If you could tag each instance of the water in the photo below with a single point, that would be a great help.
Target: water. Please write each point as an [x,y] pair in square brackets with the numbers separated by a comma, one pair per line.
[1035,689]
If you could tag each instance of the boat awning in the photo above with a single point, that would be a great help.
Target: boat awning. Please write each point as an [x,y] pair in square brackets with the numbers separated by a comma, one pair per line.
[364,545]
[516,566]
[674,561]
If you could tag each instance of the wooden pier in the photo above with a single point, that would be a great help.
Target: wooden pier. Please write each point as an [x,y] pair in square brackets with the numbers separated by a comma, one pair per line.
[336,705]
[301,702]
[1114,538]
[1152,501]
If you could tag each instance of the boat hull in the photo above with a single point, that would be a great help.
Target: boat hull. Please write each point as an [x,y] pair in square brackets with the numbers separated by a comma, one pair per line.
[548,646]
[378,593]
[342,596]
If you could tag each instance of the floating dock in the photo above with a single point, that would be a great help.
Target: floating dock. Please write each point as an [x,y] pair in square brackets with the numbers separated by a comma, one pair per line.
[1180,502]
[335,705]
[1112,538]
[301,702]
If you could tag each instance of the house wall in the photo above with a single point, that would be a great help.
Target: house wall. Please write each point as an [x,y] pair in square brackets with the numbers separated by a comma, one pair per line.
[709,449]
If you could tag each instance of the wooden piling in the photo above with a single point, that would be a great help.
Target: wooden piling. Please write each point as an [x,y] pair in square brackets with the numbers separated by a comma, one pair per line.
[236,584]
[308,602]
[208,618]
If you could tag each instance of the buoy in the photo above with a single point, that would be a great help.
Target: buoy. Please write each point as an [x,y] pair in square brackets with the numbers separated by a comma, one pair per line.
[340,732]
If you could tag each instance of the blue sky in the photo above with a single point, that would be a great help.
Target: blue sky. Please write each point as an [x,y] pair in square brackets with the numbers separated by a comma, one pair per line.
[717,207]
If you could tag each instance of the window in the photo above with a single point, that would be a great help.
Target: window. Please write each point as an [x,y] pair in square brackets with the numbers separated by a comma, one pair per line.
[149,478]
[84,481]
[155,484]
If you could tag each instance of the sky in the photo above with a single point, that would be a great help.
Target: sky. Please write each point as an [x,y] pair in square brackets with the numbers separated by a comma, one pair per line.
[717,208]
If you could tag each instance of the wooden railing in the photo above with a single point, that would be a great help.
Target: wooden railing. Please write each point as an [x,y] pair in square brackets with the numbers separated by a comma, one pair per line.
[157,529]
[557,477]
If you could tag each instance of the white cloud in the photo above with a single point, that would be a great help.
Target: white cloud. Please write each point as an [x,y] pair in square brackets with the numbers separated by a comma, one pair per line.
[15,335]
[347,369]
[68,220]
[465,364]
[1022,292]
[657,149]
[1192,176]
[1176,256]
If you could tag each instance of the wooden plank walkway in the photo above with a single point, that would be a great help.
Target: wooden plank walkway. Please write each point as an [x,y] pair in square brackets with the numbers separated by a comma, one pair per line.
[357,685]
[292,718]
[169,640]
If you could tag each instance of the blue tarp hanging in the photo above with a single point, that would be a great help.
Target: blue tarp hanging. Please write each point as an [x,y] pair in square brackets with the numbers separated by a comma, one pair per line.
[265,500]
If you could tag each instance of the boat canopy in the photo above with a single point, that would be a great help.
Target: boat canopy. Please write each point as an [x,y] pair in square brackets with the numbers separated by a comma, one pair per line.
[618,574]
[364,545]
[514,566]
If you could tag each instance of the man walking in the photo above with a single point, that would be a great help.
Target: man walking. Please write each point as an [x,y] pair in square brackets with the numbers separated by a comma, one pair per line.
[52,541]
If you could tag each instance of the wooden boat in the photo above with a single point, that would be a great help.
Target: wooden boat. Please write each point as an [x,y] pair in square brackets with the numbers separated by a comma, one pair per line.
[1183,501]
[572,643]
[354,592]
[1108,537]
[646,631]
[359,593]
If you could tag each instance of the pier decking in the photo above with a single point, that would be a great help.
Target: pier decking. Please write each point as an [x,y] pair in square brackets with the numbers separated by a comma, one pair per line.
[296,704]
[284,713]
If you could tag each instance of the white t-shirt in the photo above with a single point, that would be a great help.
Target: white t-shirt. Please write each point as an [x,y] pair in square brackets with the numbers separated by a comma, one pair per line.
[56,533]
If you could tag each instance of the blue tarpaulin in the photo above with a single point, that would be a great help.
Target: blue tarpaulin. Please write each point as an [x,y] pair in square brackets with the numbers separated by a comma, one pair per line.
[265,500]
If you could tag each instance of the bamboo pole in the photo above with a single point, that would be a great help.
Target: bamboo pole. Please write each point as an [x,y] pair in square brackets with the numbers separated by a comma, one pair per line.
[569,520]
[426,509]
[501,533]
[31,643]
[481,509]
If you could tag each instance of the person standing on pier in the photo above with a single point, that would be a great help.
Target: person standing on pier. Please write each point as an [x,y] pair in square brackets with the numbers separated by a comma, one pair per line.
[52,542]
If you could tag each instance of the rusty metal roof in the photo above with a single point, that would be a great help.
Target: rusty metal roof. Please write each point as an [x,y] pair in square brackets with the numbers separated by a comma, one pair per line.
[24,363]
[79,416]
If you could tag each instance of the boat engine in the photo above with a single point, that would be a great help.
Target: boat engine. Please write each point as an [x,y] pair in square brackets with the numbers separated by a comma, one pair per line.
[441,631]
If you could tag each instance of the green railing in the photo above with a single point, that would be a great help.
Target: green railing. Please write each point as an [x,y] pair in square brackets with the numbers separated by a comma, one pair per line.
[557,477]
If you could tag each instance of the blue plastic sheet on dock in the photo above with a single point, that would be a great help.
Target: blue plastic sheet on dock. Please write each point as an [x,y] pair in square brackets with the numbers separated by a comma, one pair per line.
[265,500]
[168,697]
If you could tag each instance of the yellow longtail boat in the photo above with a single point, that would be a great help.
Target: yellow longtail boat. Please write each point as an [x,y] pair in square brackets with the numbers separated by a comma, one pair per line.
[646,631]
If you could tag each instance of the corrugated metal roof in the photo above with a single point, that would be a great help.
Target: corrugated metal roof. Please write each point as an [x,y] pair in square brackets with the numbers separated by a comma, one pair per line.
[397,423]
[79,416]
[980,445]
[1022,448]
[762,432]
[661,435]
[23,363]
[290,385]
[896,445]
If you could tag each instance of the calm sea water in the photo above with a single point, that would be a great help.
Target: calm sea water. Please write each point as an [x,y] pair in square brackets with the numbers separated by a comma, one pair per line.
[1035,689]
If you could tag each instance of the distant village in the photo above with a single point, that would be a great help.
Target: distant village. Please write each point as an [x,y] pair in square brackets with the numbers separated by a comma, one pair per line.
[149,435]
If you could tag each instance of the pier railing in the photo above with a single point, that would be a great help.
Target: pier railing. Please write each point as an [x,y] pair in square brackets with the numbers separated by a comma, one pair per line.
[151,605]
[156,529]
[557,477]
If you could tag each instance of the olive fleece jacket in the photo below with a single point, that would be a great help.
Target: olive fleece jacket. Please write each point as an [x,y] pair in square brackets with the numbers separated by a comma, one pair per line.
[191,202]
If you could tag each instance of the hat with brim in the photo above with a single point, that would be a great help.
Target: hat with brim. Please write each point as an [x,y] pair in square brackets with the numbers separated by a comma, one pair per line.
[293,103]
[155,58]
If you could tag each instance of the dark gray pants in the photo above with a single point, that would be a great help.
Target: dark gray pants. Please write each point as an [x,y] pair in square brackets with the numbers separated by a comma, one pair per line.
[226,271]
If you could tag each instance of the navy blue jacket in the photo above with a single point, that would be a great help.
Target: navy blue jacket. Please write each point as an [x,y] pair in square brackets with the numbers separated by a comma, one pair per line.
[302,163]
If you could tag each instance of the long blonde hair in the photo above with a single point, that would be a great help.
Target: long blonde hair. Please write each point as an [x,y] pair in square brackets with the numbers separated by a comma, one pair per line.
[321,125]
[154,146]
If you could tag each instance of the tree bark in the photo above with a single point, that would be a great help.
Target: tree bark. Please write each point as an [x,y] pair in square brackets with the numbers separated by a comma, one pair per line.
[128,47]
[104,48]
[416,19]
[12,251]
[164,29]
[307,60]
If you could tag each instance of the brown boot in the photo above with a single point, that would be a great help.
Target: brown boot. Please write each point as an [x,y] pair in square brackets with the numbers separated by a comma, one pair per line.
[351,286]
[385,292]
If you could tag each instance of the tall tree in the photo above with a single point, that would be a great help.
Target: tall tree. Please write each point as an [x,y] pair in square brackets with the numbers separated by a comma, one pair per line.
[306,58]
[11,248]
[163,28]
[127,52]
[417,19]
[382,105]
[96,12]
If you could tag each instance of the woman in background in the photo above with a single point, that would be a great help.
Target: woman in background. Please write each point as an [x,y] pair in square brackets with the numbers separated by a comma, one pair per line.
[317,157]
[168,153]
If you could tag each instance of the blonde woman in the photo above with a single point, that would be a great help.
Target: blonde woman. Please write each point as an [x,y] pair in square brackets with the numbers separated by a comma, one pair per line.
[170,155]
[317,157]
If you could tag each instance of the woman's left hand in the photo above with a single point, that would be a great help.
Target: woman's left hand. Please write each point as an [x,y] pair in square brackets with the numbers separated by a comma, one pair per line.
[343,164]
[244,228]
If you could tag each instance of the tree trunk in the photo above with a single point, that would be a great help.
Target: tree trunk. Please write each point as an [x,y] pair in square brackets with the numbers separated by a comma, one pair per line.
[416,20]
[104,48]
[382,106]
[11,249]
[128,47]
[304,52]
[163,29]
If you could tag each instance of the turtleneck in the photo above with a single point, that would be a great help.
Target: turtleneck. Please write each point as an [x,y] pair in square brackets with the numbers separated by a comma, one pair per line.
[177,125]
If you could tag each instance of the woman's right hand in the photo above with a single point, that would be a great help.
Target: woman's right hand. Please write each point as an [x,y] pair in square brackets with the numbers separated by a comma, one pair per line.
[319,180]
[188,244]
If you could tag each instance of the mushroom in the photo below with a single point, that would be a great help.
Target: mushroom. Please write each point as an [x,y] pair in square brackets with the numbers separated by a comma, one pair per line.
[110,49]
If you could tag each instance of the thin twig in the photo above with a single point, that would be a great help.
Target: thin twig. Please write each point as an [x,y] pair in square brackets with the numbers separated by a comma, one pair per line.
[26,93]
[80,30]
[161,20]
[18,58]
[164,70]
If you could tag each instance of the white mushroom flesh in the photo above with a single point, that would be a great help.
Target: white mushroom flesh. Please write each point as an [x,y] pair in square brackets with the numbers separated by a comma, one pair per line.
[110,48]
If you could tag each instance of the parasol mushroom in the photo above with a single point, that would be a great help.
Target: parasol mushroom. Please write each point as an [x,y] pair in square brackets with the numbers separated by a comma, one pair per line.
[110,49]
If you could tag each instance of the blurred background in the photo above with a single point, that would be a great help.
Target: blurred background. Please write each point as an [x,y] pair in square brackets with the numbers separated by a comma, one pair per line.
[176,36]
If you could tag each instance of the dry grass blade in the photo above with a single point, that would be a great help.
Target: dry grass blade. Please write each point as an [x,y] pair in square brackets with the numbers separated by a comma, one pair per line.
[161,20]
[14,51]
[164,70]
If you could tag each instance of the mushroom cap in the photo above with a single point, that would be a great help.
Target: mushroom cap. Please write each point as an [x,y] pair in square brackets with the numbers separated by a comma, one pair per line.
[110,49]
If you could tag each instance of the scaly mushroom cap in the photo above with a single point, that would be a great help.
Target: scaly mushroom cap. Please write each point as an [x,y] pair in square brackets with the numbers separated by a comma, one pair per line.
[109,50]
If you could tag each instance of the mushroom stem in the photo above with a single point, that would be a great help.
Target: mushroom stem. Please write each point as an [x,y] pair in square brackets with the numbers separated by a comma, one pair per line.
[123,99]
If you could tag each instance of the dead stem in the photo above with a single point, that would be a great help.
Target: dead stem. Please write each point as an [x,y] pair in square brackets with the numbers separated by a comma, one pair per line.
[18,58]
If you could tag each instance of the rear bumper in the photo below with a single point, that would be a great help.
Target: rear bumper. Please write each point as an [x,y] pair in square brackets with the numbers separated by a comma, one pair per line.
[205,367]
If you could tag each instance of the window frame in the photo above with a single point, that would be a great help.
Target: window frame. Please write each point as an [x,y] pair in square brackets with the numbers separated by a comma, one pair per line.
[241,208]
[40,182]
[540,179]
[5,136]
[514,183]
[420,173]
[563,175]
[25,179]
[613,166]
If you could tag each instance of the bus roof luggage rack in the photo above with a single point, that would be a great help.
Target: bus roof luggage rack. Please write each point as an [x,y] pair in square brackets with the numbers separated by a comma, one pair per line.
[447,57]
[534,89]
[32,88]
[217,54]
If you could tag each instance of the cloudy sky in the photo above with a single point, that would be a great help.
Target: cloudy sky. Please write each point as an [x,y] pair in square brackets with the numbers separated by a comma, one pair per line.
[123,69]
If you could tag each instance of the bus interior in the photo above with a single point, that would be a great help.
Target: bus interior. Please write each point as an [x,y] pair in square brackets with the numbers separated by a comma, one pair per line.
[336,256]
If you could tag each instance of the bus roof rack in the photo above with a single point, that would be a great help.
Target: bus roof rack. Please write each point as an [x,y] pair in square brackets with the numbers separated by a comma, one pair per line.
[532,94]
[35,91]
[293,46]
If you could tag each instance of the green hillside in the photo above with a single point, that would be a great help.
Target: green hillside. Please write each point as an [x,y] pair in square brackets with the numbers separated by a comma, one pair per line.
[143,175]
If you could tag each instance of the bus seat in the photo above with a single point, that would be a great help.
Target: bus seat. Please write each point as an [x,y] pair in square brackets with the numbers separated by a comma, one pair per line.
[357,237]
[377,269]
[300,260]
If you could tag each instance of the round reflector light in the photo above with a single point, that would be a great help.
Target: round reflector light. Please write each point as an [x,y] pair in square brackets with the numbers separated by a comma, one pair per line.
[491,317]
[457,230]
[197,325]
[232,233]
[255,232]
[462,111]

· · ·

- **Work to complete**: There is a line above that contains "Target: window frame.". Copy it and all later lines through the last, exactly, and leave out the rest.

- **Written solution**:
Target: window frame. Please write each point as an [x,y] pair in square brackets with the numbers separated by a comma, one pair per line.
[241,208]
[40,182]
[540,179]
[5,136]
[514,183]
[420,173]
[563,175]
[25,179]
[613,166]
If you could tag each instance of the bus roof luggage rack in the photo above with a single point, that would be a great help.
Target: bus roof luggage rack. Please write each point as an [x,y] pair in square brackets with the numbers separated by a comma, one pair per line.
[447,57]
[534,89]
[32,88]
[217,54]
If you could tag each instance of the cloudy sky in the photo above with a single point, that would be a great help.
Target: cloudy sky. Please write each point as an [x,y] pair in square brackets with the numbers separated by a comma, one pair per line.
[123,69]
If you could tag each instance of the bus interior in the photo above with a single point, that would be a great help.
Target: bus interior. Please write each point as an [x,y] pair in square brackets with the numbers separated by a comma, one pair per line.
[336,256]
If you could tag each instance of the bus roof rack in the photo above with a single point, that would be a great help.
Target: bus roof rack. Please write each point as an [x,y] pair in square brackets with the numbers separated by a comma, one pair per line.
[532,94]
[35,91]
[293,46]
If you could tag each instance of the green hillside in the photo above with a single point, that would be a great help.
Target: green hillside. Please write each point as an [x,y] pair in square brackets with the numbers separated by a comma, one pair per line.
[143,175]
If you could tag each instance of the bus seat in the photo above with a single point, that would be a great help.
Target: bus seat. Please write each point as an [x,y] pair in square brackets with the numbers separated by a comma, one pair per line.
[357,237]
[377,269]
[300,260]
If you could tag each instance of the round reflector light in the photo above with a single point, that would be a great help.
Target: round reflector light. Please write each point as an [x,y] pair in square brackets with the numbers separated by a comma, one pair per line.
[491,317]
[457,230]
[197,325]
[232,233]
[255,232]
[462,111]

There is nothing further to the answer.